### Task requirements
Return the records exactly, please. Every line should match.

Collection entries:
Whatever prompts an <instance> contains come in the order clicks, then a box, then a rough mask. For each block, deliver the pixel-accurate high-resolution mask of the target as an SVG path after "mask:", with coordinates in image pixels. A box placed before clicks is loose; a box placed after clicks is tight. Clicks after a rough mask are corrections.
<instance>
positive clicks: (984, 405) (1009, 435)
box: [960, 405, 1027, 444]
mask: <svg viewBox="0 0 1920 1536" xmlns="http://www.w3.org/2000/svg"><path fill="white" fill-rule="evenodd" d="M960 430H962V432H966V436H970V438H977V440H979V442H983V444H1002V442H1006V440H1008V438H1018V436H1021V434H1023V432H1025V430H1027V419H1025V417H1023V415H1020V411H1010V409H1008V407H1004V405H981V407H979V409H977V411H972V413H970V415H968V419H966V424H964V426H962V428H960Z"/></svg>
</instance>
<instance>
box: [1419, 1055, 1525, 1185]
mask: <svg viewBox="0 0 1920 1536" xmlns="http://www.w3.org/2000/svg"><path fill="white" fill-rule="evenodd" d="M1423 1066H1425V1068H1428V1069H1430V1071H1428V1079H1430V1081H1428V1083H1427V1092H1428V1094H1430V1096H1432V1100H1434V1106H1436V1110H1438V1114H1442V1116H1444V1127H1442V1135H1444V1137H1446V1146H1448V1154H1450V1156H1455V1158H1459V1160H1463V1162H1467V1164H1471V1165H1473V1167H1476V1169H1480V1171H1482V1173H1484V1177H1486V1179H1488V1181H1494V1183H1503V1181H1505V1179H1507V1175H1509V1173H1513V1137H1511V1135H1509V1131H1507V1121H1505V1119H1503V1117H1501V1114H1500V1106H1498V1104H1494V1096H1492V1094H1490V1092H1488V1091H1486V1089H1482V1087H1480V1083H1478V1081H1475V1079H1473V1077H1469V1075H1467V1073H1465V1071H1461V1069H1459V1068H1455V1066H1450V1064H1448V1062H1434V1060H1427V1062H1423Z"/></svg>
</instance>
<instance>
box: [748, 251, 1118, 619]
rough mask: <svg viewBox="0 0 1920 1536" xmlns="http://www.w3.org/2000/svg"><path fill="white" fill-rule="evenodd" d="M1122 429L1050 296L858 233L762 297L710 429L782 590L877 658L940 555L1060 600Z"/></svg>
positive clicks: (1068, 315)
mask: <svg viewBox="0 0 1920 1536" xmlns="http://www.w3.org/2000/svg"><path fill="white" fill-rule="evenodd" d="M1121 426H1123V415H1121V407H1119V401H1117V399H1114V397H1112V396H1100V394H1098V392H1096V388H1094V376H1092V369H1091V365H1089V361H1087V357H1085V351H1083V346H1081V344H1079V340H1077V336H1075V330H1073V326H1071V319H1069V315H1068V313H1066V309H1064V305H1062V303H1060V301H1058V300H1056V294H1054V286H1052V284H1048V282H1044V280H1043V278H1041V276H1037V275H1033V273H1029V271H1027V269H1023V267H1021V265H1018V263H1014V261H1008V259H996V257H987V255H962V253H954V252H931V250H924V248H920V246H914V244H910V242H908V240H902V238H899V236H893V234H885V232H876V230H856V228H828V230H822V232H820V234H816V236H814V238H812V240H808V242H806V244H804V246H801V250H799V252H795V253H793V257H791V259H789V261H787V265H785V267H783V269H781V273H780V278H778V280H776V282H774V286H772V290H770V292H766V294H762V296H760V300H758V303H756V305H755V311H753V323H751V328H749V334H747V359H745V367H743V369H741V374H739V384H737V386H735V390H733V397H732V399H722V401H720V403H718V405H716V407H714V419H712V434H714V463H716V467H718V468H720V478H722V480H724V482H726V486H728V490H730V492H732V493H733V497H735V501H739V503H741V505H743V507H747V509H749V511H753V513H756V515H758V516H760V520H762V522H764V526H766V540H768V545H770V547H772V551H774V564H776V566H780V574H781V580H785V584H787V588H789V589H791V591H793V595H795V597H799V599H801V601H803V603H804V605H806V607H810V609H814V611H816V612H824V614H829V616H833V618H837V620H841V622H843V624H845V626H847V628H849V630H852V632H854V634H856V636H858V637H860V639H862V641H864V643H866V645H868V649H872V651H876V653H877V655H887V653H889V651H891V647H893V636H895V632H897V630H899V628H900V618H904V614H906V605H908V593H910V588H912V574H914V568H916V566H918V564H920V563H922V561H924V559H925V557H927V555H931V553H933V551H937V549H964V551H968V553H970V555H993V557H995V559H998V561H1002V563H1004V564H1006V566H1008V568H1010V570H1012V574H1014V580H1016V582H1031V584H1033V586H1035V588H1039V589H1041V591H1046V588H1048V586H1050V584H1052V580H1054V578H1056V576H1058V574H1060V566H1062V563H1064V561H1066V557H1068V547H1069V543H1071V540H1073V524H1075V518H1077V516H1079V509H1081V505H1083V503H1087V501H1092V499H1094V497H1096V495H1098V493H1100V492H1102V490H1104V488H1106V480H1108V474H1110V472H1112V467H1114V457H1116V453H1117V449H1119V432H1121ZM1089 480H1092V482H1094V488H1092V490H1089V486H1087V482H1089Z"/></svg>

### Answer to the exercise
Whatever prompts an <instance> contains come in the order clicks, then a box, then a rough mask. For each block, deliver the pixel-accurate high-resolution mask of the target as an SVG path after "mask:", with coordinates in image pixels. A box placed before clicks is loose; a box placed after clicks is tight. Clicks after a rough mask are corrections.
<instance>
positive clicks: (984, 405) (1009, 435)
box: [960, 405, 1027, 444]
mask: <svg viewBox="0 0 1920 1536" xmlns="http://www.w3.org/2000/svg"><path fill="white" fill-rule="evenodd" d="M960 430H962V432H966V436H970V438H977V440H979V442H983V444H1002V442H1006V440H1008V438H1018V436H1021V434H1023V432H1025V430H1027V419H1025V417H1023V415H1020V411H1010V409H1008V407H1004V405H981V407H979V409H977V411H972V413H970V415H968V419H966V424H964V426H962V428H960Z"/></svg>
</instance>
<instance>
box: [1419, 1055, 1525, 1185]
mask: <svg viewBox="0 0 1920 1536" xmlns="http://www.w3.org/2000/svg"><path fill="white" fill-rule="evenodd" d="M1423 1066H1425V1068H1428V1069H1430V1071H1428V1079H1430V1081H1428V1083H1427V1092H1428V1094H1430V1096H1432V1100H1434V1106H1436V1110H1438V1114H1442V1116H1444V1127H1442V1135H1444V1137H1446V1146H1448V1154H1450V1156H1455V1158H1459V1160H1463V1162H1467V1164H1471V1165H1473V1167H1476V1169H1480V1171H1482V1173H1484V1177H1486V1179H1488V1181H1494V1183H1503V1181H1505V1179H1507V1175H1509V1173H1513V1137H1511V1135H1509V1131H1507V1121H1505V1119H1503V1117H1501V1114H1500V1106H1498V1104H1494V1096H1492V1094H1490V1092H1488V1091H1486V1089H1482V1087H1480V1083H1478V1081H1475V1079H1473V1077H1469V1075H1467V1073H1465V1071H1461V1069H1459V1068H1455V1066H1450V1064H1448V1062H1434V1060H1427V1062H1423Z"/></svg>
</instance>
<instance>
box: [748, 251, 1118, 619]
rough mask: <svg viewBox="0 0 1920 1536" xmlns="http://www.w3.org/2000/svg"><path fill="white" fill-rule="evenodd" d="M1122 429L1050 296L858 233L762 297L710 429L782 590L877 658L940 555L1060 600Z"/></svg>
positive clicks: (1068, 315)
mask: <svg viewBox="0 0 1920 1536" xmlns="http://www.w3.org/2000/svg"><path fill="white" fill-rule="evenodd" d="M1121 426H1123V415H1121V407H1119V401H1117V399H1114V397H1112V396H1100V394H1098V392H1096V388H1094V376H1092V369H1091V365H1089V361H1087V357H1085V351H1083V346H1081V344H1079V340H1077V336H1075V330H1073V326H1071V319H1069V315H1068V313H1066V309H1064V305H1062V303H1060V301H1058V300H1056V294H1054V286H1052V284H1048V282H1044V280H1043V278H1041V276H1037V275H1033V273H1029V271H1027V269H1023V267H1021V265H1018V263H1014V261H1008V259H996V257H987V255H962V253H954V252H931V250H924V248H920V246H914V244H910V242H908V240H902V238H899V236H893V234H885V232H876V230H856V228H828V230H822V232H820V234H816V236H814V238H812V240H808V242H806V244H804V246H801V250H799V252H795V253H793V257H791V259H789V261H787V265H785V267H783V269H781V273H780V278H778V280H776V282H774V286H772V290H770V292H766V294H762V296H760V300H758V303H756V305H755V311H753V323H751V328H749V334H747V359H745V367H743V369H741V374H739V384H737V386H735V390H733V397H732V399H722V401H720V403H718V405H716V407H714V419H712V434H714V463H716V467H718V468H720V478H722V480H724V482H726V486H728V490H730V492H732V493H733V497H735V501H739V503H741V505H743V507H747V509H749V511H753V513H756V515H758V516H760V520H762V522H764V526H766V540H768V545H770V547H772V551H774V564H776V566H780V574H781V580H785V584H787V588H789V589H791V591H793V595H795V597H799V599H801V601H803V603H804V605H806V607H810V609H814V611H816V612H824V614H829V616H833V618H837V620H841V622H843V624H845V626H847V628H849V630H852V632H854V634H856V636H858V637H860V639H862V641H864V643H866V645H868V649H872V651H876V653H877V655H887V653H889V651H891V647H893V636H895V632H897V630H899V628H900V618H904V614H906V605H908V593H910V588H912V574H914V568H916V566H918V564H920V563H922V561H924V559H925V557H927V555H931V553H933V551H937V549H964V551H968V553H970V555H993V557H995V559H998V561H1002V563H1004V564H1006V566H1008V568H1010V570H1012V574H1014V580H1016V582H1031V584H1033V586H1035V588H1039V589H1041V591H1046V588H1048V586H1050V584H1052V580H1054V578H1056V576H1058V574H1060V566H1062V563H1064V561H1066V557H1068V547H1069V543H1071V540H1073V524H1075V518H1077V516H1079V509H1081V505H1083V503H1087V501H1092V499H1094V497H1096V495H1098V493H1100V492H1102V490H1104V488H1106V480H1108V474H1110V472H1112V467H1114V457H1116V453H1117V449H1119V432H1121ZM1089 480H1092V482H1094V488H1092V490H1089V486H1087V482H1089Z"/></svg>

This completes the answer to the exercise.